* **AIM OF THE TASK**: Please revise the material from its start through the line with "x=182 y=251", replacing "small white structure" with "small white shed" and leaving everything else unchanged. Omit the pictures from your answer.

━━━ PROVIDED DATA

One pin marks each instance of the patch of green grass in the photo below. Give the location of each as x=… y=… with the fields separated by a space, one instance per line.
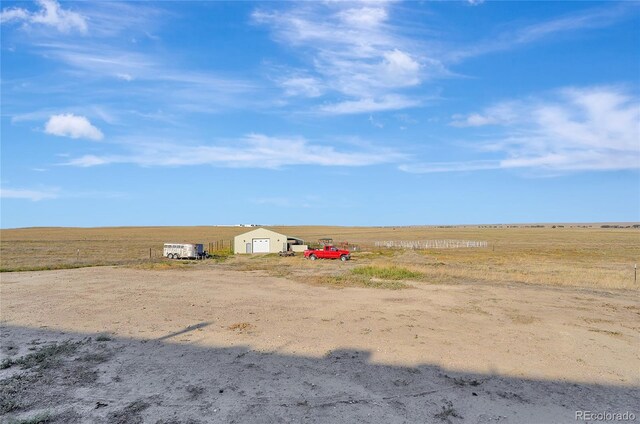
x=104 y=337
x=341 y=281
x=387 y=273
x=44 y=357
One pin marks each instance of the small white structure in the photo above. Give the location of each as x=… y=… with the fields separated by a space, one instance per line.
x=260 y=240
x=182 y=251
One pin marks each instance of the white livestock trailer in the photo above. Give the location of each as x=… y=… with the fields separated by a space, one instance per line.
x=183 y=251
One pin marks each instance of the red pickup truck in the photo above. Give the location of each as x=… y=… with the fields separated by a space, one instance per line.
x=328 y=252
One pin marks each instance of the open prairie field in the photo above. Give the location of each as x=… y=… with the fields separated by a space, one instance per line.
x=571 y=255
x=540 y=324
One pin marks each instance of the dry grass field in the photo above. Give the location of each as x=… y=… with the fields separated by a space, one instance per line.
x=541 y=323
x=571 y=255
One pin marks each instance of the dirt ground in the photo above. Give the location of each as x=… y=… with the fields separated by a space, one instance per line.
x=122 y=345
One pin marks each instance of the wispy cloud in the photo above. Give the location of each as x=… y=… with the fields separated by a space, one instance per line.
x=29 y=194
x=598 y=17
x=364 y=105
x=50 y=14
x=353 y=50
x=74 y=126
x=252 y=151
x=574 y=129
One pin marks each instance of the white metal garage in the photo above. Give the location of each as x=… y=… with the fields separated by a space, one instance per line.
x=260 y=246
x=260 y=240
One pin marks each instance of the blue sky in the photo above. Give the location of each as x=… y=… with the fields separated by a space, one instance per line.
x=363 y=113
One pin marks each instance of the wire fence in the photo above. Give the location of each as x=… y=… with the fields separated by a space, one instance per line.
x=431 y=244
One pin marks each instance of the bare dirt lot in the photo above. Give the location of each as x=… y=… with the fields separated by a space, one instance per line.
x=220 y=342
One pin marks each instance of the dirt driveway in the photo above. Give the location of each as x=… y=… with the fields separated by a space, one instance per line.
x=214 y=345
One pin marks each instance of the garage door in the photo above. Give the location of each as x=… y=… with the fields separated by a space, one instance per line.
x=261 y=246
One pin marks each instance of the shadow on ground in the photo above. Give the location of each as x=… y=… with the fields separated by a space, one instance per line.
x=76 y=378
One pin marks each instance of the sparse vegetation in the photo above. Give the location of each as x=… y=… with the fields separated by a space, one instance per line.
x=387 y=273
x=354 y=280
x=44 y=357
x=447 y=412
x=104 y=337
x=241 y=327
x=576 y=255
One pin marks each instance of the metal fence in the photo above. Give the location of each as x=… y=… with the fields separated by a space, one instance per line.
x=431 y=244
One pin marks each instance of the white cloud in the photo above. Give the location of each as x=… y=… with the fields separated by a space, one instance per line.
x=390 y=102
x=574 y=129
x=50 y=14
x=499 y=114
x=28 y=194
x=74 y=126
x=252 y=151
x=302 y=86
x=124 y=76
x=592 y=18
x=353 y=51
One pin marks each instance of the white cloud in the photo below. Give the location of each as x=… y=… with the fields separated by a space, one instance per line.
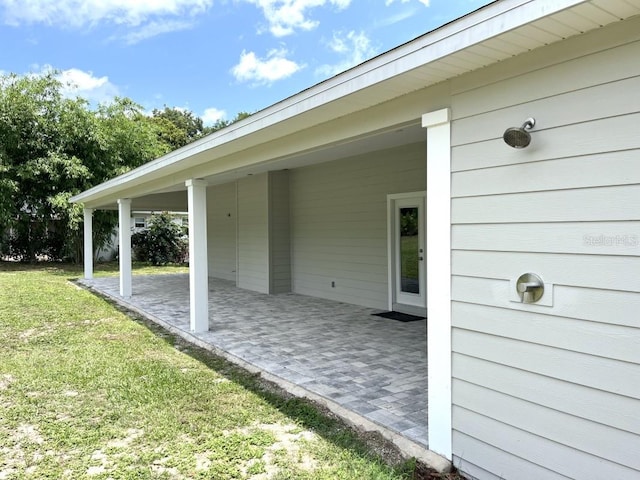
x=424 y=2
x=77 y=13
x=264 y=71
x=354 y=47
x=287 y=16
x=147 y=18
x=154 y=28
x=78 y=83
x=212 y=115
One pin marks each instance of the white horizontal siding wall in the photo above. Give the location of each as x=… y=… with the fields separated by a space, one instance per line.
x=549 y=391
x=221 y=231
x=253 y=233
x=339 y=223
x=279 y=232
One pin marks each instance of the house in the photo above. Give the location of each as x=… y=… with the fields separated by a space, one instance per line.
x=310 y=195
x=139 y=221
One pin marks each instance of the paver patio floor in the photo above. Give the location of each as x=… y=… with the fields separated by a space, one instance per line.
x=373 y=366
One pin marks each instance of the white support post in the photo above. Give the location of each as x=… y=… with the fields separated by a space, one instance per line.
x=198 y=270
x=439 y=280
x=124 y=242
x=88 y=243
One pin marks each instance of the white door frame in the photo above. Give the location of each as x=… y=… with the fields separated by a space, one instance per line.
x=395 y=301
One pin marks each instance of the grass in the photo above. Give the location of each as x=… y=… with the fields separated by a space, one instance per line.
x=89 y=392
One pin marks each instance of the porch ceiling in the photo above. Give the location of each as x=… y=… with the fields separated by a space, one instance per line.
x=326 y=121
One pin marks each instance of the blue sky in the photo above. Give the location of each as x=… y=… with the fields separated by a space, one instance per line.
x=213 y=57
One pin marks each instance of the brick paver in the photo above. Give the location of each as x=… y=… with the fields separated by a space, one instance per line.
x=373 y=366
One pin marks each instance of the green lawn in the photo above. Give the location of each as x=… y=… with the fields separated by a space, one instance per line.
x=88 y=392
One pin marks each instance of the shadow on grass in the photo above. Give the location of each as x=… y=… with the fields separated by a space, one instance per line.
x=305 y=412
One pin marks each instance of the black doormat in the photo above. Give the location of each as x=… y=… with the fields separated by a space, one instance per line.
x=401 y=317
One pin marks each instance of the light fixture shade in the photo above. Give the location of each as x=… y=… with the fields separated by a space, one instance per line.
x=519 y=137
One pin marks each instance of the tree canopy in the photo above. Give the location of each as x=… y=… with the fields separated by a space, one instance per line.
x=53 y=147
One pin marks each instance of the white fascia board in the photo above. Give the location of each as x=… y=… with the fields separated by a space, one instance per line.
x=476 y=27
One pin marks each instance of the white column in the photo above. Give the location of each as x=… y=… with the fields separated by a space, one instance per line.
x=198 y=270
x=124 y=242
x=88 y=243
x=439 y=279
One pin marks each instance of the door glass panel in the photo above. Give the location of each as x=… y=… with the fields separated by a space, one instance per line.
x=409 y=250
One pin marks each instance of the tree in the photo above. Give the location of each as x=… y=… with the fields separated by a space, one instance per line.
x=222 y=123
x=51 y=148
x=162 y=242
x=178 y=127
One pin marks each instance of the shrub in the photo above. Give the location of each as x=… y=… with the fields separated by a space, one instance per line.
x=162 y=242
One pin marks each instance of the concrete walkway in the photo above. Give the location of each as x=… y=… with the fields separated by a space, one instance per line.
x=369 y=365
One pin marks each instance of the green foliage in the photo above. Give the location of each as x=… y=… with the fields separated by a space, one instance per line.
x=220 y=124
x=53 y=147
x=177 y=126
x=161 y=243
x=87 y=392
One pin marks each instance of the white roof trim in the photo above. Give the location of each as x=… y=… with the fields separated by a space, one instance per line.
x=472 y=29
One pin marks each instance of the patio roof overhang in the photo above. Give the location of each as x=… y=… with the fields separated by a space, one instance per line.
x=362 y=109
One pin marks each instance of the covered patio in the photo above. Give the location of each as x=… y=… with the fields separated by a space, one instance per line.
x=372 y=368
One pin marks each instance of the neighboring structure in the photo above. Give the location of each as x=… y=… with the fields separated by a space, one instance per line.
x=139 y=221
x=309 y=196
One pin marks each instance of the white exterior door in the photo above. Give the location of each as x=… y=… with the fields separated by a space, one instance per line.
x=407 y=253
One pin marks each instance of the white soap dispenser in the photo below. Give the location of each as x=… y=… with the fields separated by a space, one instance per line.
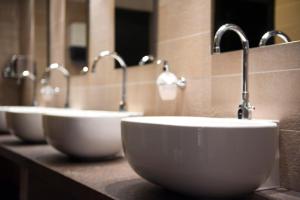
x=167 y=82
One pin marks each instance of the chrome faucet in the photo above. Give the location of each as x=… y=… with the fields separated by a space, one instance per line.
x=65 y=72
x=122 y=105
x=245 y=109
x=32 y=77
x=264 y=39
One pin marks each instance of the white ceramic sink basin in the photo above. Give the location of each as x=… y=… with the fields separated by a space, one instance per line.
x=201 y=156
x=26 y=122
x=85 y=134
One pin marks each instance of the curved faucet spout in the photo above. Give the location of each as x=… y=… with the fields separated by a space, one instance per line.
x=245 y=108
x=65 y=72
x=116 y=56
x=32 y=77
x=264 y=39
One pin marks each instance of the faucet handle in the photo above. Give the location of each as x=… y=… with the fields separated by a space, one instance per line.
x=245 y=111
x=122 y=106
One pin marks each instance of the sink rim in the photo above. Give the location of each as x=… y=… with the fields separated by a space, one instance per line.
x=77 y=113
x=200 y=122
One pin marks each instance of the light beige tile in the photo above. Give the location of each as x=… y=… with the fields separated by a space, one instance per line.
x=290 y=159
x=179 y=18
x=269 y=58
x=273 y=95
x=196 y=100
x=189 y=57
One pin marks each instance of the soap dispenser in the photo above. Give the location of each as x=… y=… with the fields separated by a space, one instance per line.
x=167 y=82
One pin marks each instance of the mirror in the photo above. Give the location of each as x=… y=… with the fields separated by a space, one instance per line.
x=77 y=22
x=135 y=29
x=256 y=17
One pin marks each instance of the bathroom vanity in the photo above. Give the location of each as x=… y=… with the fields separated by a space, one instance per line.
x=44 y=173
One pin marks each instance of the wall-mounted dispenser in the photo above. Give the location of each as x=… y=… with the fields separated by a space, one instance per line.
x=167 y=82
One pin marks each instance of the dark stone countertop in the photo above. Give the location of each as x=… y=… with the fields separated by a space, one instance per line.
x=106 y=179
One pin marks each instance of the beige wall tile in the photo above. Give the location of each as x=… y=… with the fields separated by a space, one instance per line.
x=179 y=18
x=290 y=159
x=269 y=58
x=272 y=94
x=189 y=57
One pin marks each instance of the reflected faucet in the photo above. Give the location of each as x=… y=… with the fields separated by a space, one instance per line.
x=32 y=77
x=264 y=39
x=245 y=109
x=122 y=105
x=65 y=72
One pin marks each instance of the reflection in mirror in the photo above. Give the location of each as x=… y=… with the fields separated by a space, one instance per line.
x=135 y=29
x=76 y=35
x=256 y=18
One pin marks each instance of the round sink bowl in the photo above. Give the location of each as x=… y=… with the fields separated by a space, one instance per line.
x=26 y=122
x=85 y=134
x=196 y=156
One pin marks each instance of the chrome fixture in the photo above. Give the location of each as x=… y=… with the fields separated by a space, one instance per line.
x=65 y=72
x=167 y=81
x=12 y=68
x=32 y=77
x=122 y=105
x=245 y=108
x=264 y=39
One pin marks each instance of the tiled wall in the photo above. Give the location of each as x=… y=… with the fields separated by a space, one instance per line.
x=213 y=88
x=9 y=45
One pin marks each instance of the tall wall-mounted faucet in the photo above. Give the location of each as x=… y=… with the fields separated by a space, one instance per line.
x=32 y=77
x=245 y=109
x=65 y=72
x=264 y=39
x=122 y=105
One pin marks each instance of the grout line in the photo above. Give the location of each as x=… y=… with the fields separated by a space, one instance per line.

━━━━━━

* **WRITTEN RESPONSE**:
One pin marks each instance of the patch of green grass in the photo below. Give the location of each as x=… y=… with the fields separated by a space, one instance per line.
x=104 y=337
x=341 y=281
x=387 y=273
x=44 y=357
One pin marks each instance of the small white shed in the photo above. Give the location of each as x=… y=… with the fields separated by a space, one instance per line.
x=260 y=240
x=182 y=251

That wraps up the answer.